**What is asked**
Count the lines below that contain the string "waffle", and give only that number.

******

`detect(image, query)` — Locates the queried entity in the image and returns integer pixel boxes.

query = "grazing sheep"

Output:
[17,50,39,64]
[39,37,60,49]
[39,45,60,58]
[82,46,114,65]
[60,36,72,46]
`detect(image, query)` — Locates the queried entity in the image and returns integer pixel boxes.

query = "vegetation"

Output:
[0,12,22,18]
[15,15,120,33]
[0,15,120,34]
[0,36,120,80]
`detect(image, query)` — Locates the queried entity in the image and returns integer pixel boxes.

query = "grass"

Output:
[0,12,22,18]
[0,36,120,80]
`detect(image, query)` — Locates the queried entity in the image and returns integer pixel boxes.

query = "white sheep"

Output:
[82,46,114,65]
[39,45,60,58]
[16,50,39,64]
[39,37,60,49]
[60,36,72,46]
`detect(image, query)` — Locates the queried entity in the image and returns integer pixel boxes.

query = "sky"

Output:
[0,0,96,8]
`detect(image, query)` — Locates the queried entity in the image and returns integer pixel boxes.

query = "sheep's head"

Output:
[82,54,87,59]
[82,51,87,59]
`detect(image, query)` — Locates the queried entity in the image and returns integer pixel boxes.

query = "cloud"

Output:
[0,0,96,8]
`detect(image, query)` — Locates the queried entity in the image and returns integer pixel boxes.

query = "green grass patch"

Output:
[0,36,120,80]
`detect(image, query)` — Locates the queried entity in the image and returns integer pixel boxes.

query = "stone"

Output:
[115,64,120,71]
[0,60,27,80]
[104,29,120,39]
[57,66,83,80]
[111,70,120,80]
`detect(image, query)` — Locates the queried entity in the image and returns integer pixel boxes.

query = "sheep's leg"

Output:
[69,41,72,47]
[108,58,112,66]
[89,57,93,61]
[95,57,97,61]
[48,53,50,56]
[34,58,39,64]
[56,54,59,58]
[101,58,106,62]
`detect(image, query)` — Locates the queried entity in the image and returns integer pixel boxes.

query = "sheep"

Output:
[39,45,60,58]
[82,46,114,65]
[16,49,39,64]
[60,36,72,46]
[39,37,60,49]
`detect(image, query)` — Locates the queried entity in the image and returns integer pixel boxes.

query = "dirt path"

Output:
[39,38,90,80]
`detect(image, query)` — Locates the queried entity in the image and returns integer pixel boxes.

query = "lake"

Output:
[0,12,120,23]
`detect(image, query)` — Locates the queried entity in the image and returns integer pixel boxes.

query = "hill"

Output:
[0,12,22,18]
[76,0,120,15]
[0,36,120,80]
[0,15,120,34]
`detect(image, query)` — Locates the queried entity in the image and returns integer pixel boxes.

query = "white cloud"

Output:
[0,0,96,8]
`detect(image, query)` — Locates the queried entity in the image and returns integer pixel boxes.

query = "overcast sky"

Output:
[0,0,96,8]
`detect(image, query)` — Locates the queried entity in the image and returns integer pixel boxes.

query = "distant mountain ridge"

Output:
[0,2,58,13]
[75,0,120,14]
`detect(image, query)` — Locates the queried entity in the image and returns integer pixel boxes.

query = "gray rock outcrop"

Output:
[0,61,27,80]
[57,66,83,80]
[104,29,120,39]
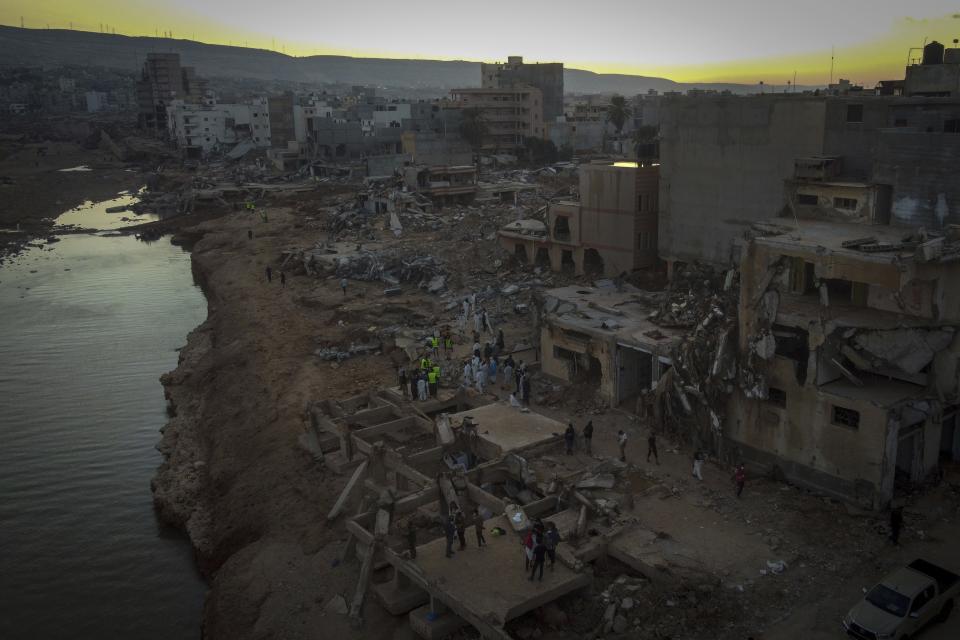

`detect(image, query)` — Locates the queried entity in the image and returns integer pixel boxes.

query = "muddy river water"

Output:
[0,196,206,640]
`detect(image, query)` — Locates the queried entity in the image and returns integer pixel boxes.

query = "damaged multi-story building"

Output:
[659,41,960,508]
[499,158,660,276]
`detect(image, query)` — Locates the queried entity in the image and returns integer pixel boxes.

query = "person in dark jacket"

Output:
[563,422,577,456]
[443,514,457,558]
[583,420,593,455]
[530,535,547,582]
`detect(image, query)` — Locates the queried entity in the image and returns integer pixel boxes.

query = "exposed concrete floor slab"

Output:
[408,516,590,626]
[450,401,566,457]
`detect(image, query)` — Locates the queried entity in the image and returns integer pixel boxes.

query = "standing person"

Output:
[521,530,536,571]
[530,535,547,582]
[733,462,747,498]
[543,522,561,569]
[453,509,467,551]
[563,422,577,456]
[500,356,513,389]
[443,514,457,558]
[417,373,427,402]
[890,507,903,545]
[693,449,704,482]
[407,518,417,558]
[647,431,660,464]
[473,509,487,547]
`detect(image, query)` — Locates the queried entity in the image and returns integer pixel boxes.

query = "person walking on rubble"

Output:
[543,522,562,570]
[473,508,487,548]
[520,371,530,407]
[443,513,457,558]
[500,356,513,389]
[583,420,593,456]
[693,449,704,482]
[647,431,660,464]
[530,534,547,582]
[417,373,427,402]
[453,509,467,551]
[733,462,747,498]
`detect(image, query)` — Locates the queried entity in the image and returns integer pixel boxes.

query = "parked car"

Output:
[843,560,960,640]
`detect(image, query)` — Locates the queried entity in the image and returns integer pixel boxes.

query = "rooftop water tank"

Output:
[922,40,943,64]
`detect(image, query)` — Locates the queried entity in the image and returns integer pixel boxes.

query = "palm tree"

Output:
[607,95,630,137]
[460,107,488,164]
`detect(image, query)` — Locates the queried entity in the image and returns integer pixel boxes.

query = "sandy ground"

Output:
[144,195,958,640]
[0,142,143,261]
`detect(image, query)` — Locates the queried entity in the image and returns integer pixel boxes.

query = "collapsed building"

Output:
[726,218,960,508]
[499,160,660,276]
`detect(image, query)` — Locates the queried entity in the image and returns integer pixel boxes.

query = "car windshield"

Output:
[867,584,910,618]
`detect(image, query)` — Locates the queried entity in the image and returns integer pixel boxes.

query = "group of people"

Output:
[523,518,561,582]
[397,355,440,402]
[442,501,487,558]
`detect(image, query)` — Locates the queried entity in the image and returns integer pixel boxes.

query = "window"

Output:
[767,387,787,409]
[833,198,857,211]
[831,405,860,429]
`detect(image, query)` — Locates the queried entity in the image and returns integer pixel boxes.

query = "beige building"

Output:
[540,285,683,410]
[725,218,960,508]
[500,162,659,276]
[450,86,545,153]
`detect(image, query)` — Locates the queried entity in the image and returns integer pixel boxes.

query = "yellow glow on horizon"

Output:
[0,0,960,88]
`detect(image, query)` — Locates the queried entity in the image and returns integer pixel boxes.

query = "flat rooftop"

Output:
[543,285,685,350]
[450,400,567,458]
[414,516,590,626]
[754,218,914,262]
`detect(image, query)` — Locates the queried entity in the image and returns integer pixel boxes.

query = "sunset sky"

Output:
[0,0,960,84]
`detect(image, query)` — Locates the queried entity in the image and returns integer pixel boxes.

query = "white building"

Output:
[167,98,270,157]
[85,91,110,113]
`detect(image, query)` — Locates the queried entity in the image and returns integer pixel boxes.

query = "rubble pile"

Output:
[335,251,447,293]
[650,263,739,442]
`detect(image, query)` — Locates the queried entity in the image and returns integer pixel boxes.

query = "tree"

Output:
[607,96,630,136]
[460,107,488,161]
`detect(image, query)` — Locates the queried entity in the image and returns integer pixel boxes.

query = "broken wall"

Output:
[658,96,825,265]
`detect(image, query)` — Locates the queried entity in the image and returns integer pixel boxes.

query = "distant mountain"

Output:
[0,26,784,95]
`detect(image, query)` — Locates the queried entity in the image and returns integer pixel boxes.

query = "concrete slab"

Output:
[408,605,467,640]
[415,516,590,626]
[450,401,567,459]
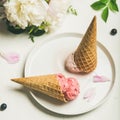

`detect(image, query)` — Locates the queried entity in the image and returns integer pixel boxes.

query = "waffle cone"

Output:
[12,74,67,102]
[74,16,97,73]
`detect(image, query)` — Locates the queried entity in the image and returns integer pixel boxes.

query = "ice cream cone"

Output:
[12,74,67,102]
[74,16,97,73]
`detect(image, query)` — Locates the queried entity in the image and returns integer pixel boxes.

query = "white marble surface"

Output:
[0,0,120,120]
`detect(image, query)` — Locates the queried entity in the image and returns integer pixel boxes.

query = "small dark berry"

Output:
[0,103,7,110]
[110,28,117,35]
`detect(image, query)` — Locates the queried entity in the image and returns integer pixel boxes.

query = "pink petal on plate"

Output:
[1,53,20,64]
[83,88,96,101]
[93,75,110,82]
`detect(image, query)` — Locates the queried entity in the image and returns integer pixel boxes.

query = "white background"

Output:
[0,0,120,120]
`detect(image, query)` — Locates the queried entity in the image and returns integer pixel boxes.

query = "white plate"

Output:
[25,33,115,115]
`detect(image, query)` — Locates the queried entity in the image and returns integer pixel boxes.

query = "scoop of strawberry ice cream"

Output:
[57,74,80,101]
[65,53,80,73]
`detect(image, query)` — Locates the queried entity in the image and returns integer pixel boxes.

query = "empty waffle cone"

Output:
[74,16,97,73]
[12,74,67,102]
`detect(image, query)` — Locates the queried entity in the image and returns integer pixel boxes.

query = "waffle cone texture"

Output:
[74,16,97,73]
[12,74,67,102]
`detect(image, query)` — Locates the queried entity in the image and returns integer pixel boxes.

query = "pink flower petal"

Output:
[93,75,110,82]
[1,53,20,64]
[83,88,95,101]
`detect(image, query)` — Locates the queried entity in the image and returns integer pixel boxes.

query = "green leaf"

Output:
[100,0,109,4]
[108,0,119,12]
[101,7,109,22]
[91,1,106,10]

******

**Finished task**
3